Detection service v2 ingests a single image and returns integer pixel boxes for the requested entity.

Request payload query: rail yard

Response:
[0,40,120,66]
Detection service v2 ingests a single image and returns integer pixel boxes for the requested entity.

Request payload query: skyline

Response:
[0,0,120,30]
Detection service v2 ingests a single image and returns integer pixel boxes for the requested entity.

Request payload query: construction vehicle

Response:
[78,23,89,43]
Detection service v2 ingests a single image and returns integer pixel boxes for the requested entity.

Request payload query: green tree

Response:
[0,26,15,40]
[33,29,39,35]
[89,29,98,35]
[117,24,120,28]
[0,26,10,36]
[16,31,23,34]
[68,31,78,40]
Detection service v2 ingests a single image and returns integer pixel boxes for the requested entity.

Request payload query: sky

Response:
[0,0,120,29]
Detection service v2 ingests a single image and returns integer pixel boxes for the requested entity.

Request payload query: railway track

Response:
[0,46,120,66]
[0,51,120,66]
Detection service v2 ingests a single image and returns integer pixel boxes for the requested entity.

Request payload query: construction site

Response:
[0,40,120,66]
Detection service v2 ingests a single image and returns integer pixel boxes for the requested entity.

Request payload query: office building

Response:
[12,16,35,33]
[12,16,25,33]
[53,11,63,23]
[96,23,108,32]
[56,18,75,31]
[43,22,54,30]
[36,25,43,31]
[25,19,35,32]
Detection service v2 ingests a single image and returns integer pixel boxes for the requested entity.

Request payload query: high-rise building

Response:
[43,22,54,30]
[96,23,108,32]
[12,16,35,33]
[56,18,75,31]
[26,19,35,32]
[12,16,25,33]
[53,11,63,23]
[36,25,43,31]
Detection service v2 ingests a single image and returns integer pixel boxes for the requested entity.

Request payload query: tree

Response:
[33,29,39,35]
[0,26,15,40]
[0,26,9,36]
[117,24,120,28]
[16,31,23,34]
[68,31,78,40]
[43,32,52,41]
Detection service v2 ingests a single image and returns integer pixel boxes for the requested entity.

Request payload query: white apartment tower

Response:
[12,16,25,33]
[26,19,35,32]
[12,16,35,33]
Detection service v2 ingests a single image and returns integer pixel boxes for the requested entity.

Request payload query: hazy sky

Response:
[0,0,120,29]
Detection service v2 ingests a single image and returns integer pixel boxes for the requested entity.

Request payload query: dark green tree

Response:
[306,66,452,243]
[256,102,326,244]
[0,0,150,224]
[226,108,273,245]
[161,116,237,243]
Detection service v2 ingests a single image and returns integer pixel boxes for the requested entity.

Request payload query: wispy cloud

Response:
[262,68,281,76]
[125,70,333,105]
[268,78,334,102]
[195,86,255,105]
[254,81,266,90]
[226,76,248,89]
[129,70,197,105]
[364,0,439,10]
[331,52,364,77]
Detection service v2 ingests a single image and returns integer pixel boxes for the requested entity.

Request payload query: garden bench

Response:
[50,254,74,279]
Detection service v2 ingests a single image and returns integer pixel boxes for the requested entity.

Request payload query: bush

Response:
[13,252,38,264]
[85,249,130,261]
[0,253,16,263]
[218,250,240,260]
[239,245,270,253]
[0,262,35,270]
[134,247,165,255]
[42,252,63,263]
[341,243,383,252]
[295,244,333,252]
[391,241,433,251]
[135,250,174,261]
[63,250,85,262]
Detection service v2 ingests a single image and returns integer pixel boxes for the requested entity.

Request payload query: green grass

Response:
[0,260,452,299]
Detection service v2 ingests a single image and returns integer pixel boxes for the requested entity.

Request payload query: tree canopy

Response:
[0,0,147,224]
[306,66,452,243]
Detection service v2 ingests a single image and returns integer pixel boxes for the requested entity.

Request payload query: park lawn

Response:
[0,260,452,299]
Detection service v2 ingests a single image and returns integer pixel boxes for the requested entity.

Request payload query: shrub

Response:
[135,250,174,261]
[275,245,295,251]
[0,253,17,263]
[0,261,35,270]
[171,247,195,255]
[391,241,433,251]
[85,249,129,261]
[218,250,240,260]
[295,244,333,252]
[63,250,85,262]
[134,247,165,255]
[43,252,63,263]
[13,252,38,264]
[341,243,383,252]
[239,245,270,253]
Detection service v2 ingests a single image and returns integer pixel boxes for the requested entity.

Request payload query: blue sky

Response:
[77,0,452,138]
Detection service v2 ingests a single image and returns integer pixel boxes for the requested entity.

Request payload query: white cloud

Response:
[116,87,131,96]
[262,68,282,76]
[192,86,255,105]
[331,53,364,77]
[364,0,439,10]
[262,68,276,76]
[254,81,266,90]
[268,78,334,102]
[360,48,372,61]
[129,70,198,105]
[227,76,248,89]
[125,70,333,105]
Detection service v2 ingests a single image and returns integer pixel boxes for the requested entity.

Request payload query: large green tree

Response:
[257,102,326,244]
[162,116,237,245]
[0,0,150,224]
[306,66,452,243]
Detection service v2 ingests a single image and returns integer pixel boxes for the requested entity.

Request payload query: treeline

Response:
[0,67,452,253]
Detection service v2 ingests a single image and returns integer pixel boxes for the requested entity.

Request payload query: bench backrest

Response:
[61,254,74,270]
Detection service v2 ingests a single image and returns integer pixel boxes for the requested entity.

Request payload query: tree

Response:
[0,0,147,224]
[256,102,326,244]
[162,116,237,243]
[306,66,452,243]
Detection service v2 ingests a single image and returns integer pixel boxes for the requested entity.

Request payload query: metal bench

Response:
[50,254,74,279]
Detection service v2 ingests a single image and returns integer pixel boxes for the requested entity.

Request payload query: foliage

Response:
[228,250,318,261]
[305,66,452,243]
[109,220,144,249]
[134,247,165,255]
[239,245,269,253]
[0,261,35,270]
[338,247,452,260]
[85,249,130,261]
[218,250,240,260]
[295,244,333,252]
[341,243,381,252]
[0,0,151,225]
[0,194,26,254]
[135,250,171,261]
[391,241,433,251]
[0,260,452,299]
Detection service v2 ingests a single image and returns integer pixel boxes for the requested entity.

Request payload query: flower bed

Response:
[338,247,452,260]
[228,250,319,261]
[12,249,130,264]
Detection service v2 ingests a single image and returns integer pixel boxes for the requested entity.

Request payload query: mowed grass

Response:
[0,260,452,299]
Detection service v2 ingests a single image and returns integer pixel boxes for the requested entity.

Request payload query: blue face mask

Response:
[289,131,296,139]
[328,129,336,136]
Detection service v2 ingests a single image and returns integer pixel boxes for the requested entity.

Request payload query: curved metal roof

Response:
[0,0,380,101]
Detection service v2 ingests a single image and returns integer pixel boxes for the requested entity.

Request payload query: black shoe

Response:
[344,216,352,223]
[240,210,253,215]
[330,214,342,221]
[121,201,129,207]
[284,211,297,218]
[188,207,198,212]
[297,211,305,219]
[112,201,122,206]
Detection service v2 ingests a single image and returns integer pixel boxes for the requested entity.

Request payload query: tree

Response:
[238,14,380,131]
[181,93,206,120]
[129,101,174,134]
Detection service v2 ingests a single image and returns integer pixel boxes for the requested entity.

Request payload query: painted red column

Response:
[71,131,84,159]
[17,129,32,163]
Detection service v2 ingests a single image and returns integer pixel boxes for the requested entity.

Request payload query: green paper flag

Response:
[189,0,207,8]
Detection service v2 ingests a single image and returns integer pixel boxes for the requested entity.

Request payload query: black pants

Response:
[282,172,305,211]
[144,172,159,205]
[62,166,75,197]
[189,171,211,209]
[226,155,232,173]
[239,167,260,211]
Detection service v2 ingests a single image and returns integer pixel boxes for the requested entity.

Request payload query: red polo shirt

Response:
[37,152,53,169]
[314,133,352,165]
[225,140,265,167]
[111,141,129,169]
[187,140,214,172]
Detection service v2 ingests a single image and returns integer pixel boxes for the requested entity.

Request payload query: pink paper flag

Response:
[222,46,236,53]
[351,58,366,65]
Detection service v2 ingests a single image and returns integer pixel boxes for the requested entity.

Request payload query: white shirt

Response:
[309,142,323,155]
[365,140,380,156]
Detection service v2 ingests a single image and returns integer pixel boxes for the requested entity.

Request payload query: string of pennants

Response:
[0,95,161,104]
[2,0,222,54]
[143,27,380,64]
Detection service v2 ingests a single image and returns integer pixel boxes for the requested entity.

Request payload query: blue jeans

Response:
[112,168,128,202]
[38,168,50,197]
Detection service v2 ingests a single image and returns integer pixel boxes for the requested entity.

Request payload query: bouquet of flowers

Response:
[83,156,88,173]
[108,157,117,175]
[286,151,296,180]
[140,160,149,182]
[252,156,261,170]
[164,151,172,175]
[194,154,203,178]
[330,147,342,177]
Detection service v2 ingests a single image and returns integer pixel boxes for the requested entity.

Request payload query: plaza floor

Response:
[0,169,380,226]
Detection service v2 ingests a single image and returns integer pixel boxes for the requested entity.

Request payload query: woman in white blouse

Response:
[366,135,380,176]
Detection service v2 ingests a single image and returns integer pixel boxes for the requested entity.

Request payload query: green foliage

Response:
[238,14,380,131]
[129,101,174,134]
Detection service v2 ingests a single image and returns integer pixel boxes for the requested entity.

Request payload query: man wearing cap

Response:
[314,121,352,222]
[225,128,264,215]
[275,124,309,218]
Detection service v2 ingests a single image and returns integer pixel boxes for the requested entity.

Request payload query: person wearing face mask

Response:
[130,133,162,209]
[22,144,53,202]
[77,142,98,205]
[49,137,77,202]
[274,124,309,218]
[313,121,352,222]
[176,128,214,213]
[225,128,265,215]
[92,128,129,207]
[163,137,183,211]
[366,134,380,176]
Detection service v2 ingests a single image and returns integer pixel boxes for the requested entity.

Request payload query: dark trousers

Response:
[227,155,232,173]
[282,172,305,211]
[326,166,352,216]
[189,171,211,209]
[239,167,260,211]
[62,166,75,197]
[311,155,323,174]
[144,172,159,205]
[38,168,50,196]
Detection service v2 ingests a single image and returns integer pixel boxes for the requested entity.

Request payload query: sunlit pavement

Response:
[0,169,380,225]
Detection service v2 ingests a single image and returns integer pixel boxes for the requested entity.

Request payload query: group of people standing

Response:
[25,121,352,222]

________________________________________

**Work to do**.
Reproduce the lines from the start of the records through the line containing "[78,23,89,43]", inclusive.

**Result for this task**.
Detection service v2 ingests a single image and returns integer pixel boxes for the requested entity.

Request payload query: rail yard

Response:
[0,40,120,66]
Detection service v2 ingests a single image and returns integer pixel boxes for the requested entity.

Request payload query: skyline

Response:
[0,0,120,30]
Detection service v2 ingests a single image and returns integer pixel boxes for the requested entity.

Request payload query: construction vehicle

Response:
[78,23,89,43]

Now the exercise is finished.